Provided text:
»»

2009-12-20T00:12:34.250-05:00

Hi Adam. I'm glad you agree it would be a fun thing to try!

I do wish to still register my disagreement with this paragraph:

The task of the SODA PC (note: I've also served on one of those) is to evaluate a paper's contribution to our broad algorithmic knowledge base. The notion of impact is much less well-defined, and this is why I think it is likely to be more subjective.

Sentence 1: I think the type of thing Mikkel is talking about would certainly count as a "contribution to our broad algorithmic knowledge base". I don't think he's talking about programming tricks; he's talking about connecting the theory to implementation. I believe a SODA PC could/should judge these types of papers. Some efforts, though, would have to be made; as I stated in my earlier comment, I'm willing to cede that theorists have, as a community, moved so far from implementation that many theorists would not be suitable to review such papers. [I should point out I think that's a problem, that we as a community should be trying to fix...] At the same time, I feel underqualified when having to, for example, review a quantum computing paper for FOCS/STOC; that doesn't mean such papers shouldn't be submitted or accepted when I am on the PC, or even that I can't review them!

««

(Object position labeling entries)

»»

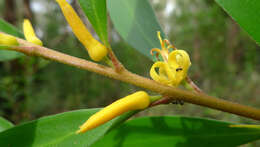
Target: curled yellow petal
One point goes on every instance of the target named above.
(29, 33)
(165, 75)
(179, 61)
(95, 49)
(135, 101)
(7, 40)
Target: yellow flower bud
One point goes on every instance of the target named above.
(29, 33)
(7, 40)
(135, 101)
(95, 49)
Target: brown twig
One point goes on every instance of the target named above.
(128, 77)
(117, 64)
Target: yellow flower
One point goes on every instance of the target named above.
(7, 40)
(29, 33)
(95, 49)
(174, 67)
(135, 101)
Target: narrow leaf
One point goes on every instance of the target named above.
(178, 131)
(9, 29)
(246, 13)
(56, 130)
(5, 124)
(96, 12)
(135, 21)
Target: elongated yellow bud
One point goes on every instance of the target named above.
(135, 101)
(29, 33)
(7, 40)
(95, 49)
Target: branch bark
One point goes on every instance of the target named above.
(126, 76)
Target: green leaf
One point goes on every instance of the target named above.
(136, 23)
(9, 29)
(5, 124)
(246, 13)
(56, 130)
(96, 12)
(177, 131)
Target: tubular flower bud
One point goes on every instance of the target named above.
(7, 40)
(174, 67)
(135, 101)
(29, 33)
(95, 49)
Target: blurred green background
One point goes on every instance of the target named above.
(225, 62)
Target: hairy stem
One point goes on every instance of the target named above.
(128, 77)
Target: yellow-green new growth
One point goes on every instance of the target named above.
(174, 67)
(95, 49)
(29, 33)
(7, 40)
(135, 101)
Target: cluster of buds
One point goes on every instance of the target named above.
(136, 101)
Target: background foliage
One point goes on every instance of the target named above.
(225, 62)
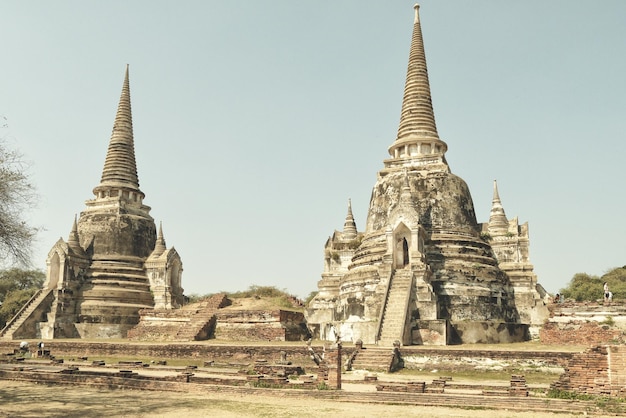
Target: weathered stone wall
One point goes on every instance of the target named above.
(599, 370)
(261, 325)
(193, 351)
(579, 333)
(584, 323)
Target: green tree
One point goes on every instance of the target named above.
(584, 287)
(17, 195)
(16, 288)
(18, 279)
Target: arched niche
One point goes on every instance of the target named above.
(401, 246)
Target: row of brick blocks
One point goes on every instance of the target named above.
(598, 370)
(518, 387)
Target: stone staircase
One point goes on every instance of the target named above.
(200, 323)
(189, 323)
(27, 310)
(395, 312)
(373, 359)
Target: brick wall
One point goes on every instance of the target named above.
(600, 370)
(579, 333)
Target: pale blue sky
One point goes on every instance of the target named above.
(256, 121)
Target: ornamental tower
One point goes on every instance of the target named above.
(422, 273)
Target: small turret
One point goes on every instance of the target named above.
(498, 223)
(349, 227)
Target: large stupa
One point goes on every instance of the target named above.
(113, 264)
(424, 270)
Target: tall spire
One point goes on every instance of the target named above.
(497, 217)
(349, 227)
(120, 168)
(418, 140)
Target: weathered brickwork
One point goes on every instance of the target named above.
(599, 370)
(261, 325)
(580, 333)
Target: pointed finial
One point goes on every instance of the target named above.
(120, 167)
(496, 195)
(73, 240)
(349, 226)
(159, 246)
(417, 142)
(498, 223)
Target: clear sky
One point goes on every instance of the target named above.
(255, 122)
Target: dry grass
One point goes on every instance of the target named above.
(19, 399)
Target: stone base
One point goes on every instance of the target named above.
(430, 332)
(487, 332)
(102, 331)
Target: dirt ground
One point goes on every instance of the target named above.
(20, 399)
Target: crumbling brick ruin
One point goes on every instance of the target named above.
(599, 371)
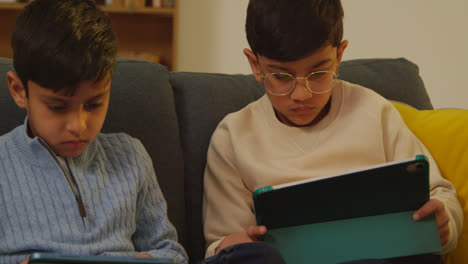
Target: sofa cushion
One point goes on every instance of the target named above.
(394, 79)
(202, 100)
(444, 133)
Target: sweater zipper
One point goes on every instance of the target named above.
(72, 183)
(74, 186)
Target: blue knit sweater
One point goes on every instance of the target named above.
(125, 209)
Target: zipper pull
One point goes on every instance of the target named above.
(81, 207)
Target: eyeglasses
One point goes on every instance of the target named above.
(318, 82)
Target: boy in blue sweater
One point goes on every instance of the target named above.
(64, 187)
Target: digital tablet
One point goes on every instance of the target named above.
(386, 188)
(363, 214)
(51, 258)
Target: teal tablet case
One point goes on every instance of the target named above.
(361, 215)
(52, 258)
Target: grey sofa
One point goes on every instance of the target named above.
(175, 113)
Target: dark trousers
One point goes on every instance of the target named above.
(262, 253)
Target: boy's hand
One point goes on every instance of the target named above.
(251, 234)
(436, 207)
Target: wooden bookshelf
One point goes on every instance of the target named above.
(144, 32)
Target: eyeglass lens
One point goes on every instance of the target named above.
(283, 83)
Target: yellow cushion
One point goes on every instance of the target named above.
(445, 134)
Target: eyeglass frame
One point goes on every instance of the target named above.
(335, 76)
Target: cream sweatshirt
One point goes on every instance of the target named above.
(251, 148)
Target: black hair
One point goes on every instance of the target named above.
(59, 43)
(288, 30)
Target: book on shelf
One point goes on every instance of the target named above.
(364, 214)
(148, 56)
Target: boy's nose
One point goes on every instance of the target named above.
(300, 91)
(77, 122)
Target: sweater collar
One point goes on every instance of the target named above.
(39, 153)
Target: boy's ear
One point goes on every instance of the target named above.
(17, 90)
(340, 52)
(253, 64)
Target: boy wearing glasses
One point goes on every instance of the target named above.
(308, 124)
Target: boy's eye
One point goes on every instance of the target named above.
(282, 77)
(93, 106)
(56, 108)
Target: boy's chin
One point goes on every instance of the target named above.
(69, 153)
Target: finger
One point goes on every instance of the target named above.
(255, 232)
(444, 235)
(427, 209)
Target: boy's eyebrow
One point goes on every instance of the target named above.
(62, 99)
(286, 69)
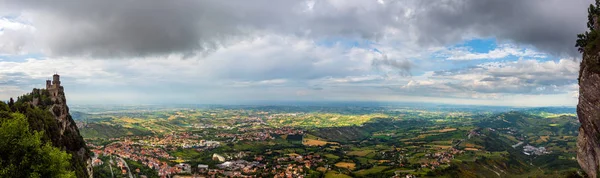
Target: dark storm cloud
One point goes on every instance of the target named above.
(154, 27)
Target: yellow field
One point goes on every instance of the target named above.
(441, 146)
(348, 165)
(471, 149)
(360, 152)
(130, 120)
(446, 130)
(315, 142)
(332, 174)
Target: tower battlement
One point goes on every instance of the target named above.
(55, 83)
(54, 86)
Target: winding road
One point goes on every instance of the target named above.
(127, 166)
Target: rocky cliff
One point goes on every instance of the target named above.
(588, 111)
(57, 125)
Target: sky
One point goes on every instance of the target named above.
(476, 52)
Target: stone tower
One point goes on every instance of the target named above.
(48, 84)
(56, 80)
(54, 86)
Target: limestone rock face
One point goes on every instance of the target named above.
(588, 111)
(68, 138)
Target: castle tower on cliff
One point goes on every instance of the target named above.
(54, 86)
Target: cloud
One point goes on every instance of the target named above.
(147, 28)
(550, 26)
(496, 79)
(403, 67)
(503, 51)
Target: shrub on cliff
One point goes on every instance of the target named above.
(23, 154)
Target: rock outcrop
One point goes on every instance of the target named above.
(588, 111)
(63, 133)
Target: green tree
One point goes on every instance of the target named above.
(23, 154)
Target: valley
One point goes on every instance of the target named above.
(331, 141)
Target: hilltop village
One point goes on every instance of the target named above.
(277, 142)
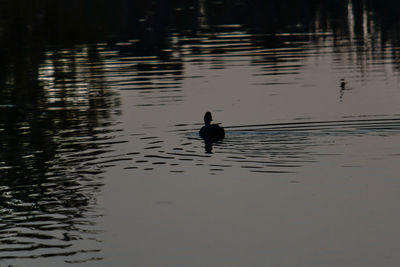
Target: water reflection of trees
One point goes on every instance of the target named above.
(55, 109)
(55, 105)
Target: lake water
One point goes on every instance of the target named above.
(101, 163)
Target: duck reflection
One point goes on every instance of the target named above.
(211, 133)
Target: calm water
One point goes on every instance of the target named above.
(101, 163)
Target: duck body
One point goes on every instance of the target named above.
(211, 131)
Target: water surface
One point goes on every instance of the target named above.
(101, 162)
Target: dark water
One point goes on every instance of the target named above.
(101, 163)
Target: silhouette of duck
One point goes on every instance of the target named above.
(210, 131)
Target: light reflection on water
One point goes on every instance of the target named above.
(104, 109)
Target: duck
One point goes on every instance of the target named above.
(210, 131)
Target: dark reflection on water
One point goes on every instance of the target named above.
(53, 123)
(63, 63)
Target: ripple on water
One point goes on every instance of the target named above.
(264, 148)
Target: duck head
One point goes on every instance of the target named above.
(207, 118)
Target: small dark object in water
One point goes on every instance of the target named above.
(342, 84)
(209, 131)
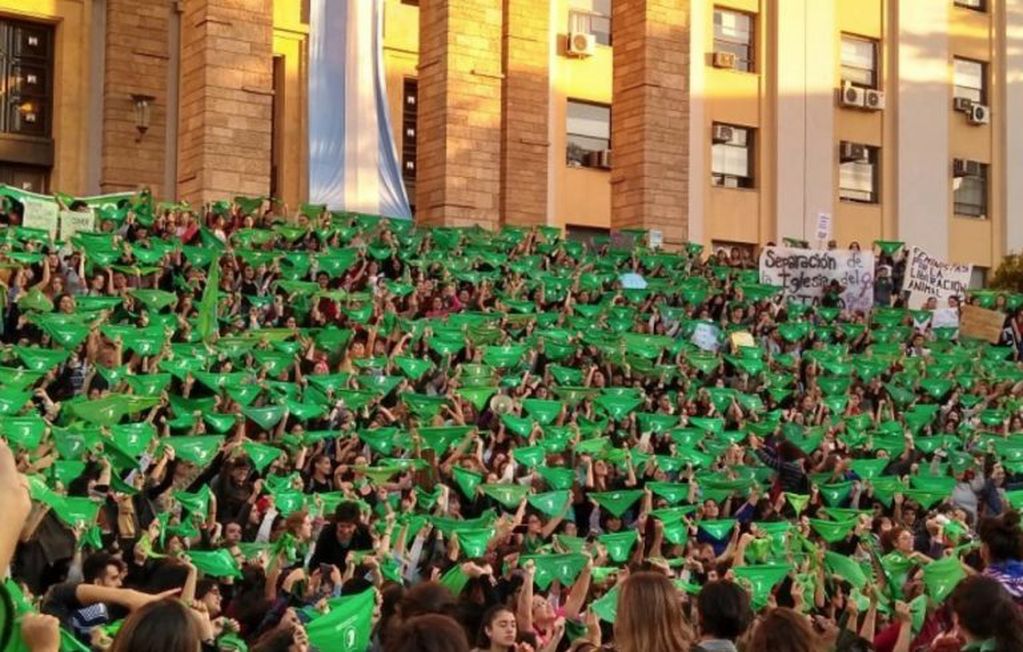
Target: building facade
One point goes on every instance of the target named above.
(729, 122)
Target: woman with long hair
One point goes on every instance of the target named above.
(1002, 550)
(985, 616)
(650, 616)
(783, 629)
(431, 633)
(166, 625)
(497, 631)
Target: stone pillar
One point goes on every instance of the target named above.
(135, 62)
(650, 120)
(458, 159)
(525, 112)
(226, 99)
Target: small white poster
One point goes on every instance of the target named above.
(40, 215)
(824, 227)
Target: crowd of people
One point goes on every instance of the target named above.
(221, 429)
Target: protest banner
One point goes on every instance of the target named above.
(981, 323)
(40, 214)
(927, 276)
(945, 318)
(803, 274)
(74, 221)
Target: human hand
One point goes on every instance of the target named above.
(41, 633)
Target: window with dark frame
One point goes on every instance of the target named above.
(26, 72)
(970, 80)
(857, 180)
(859, 61)
(976, 5)
(734, 33)
(731, 157)
(970, 191)
(409, 114)
(591, 16)
(587, 128)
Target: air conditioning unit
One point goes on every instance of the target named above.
(724, 59)
(874, 99)
(852, 96)
(850, 151)
(965, 168)
(722, 133)
(962, 104)
(979, 115)
(581, 44)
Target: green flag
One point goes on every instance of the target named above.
(468, 481)
(619, 545)
(617, 503)
(941, 576)
(761, 579)
(474, 541)
(551, 504)
(261, 454)
(508, 494)
(347, 626)
(207, 326)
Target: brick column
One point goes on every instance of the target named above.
(226, 98)
(650, 120)
(458, 144)
(525, 112)
(136, 59)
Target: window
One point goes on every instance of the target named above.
(731, 157)
(734, 33)
(976, 5)
(26, 64)
(859, 61)
(591, 16)
(970, 186)
(857, 173)
(971, 81)
(588, 129)
(409, 113)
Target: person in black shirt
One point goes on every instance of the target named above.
(344, 534)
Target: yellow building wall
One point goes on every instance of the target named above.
(291, 36)
(581, 196)
(975, 241)
(854, 221)
(401, 47)
(738, 215)
(73, 19)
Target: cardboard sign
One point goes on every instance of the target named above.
(40, 215)
(805, 273)
(927, 276)
(945, 318)
(741, 339)
(824, 226)
(981, 323)
(74, 221)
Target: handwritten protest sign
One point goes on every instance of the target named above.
(706, 337)
(981, 323)
(74, 221)
(927, 276)
(40, 215)
(804, 273)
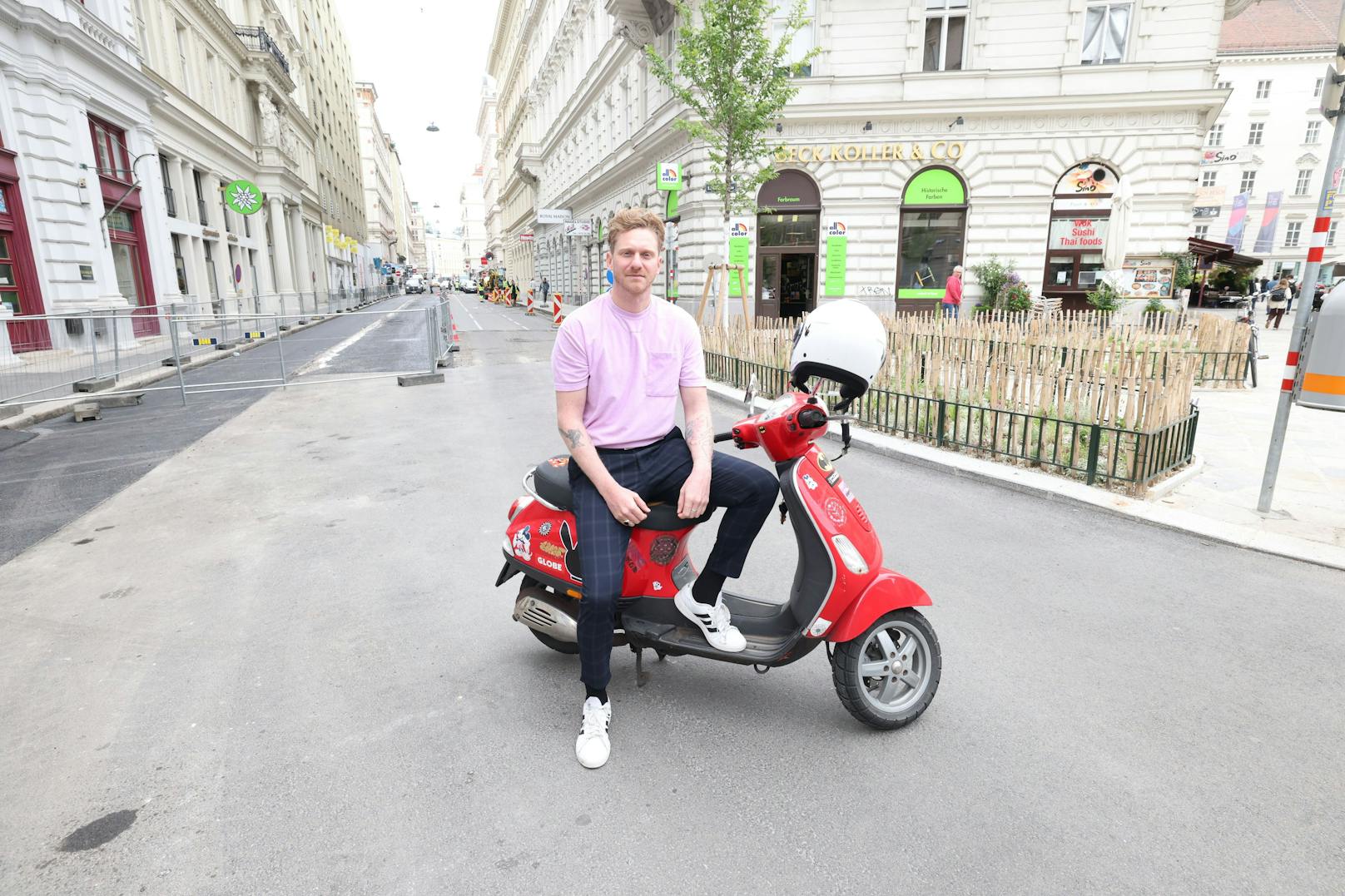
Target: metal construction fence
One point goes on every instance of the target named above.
(1096, 453)
(115, 353)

««

Problem set:
1) Which conferences does the comment name?
2) In the comment, rewrite the part that opens with "The task of" and closes with "be more subjective.", changing "impact" to "influence".
3) Does the comment support each statement? (a) The writer believes a SODA PC could or should judge the kind of papers Mikkel is talking about. (b) The writer thinks Mikkel is talking about programming tricks. (c) The writer feels well qualified to review a quantum computing paper for FOCS/STOC.

Answers for this exercise:
1) SODA, FOCS, STOC

2)
The task of the SODA PC (note: I've also served on one of those) is to evaluate a paper's contribution to our broad algorithmic knowledge base. The notion of influence is much less well-defined, and this is why I think it is likely to be more subjective.

3)
(a) Yes: "I believe a SODA PC could/should judge these types of papers."
(b) No: "I don't think he's talking about programming tricks"
(c) No: "I feel underqualified when having to, for example, review a quantum computing paper for FOCS/STOC"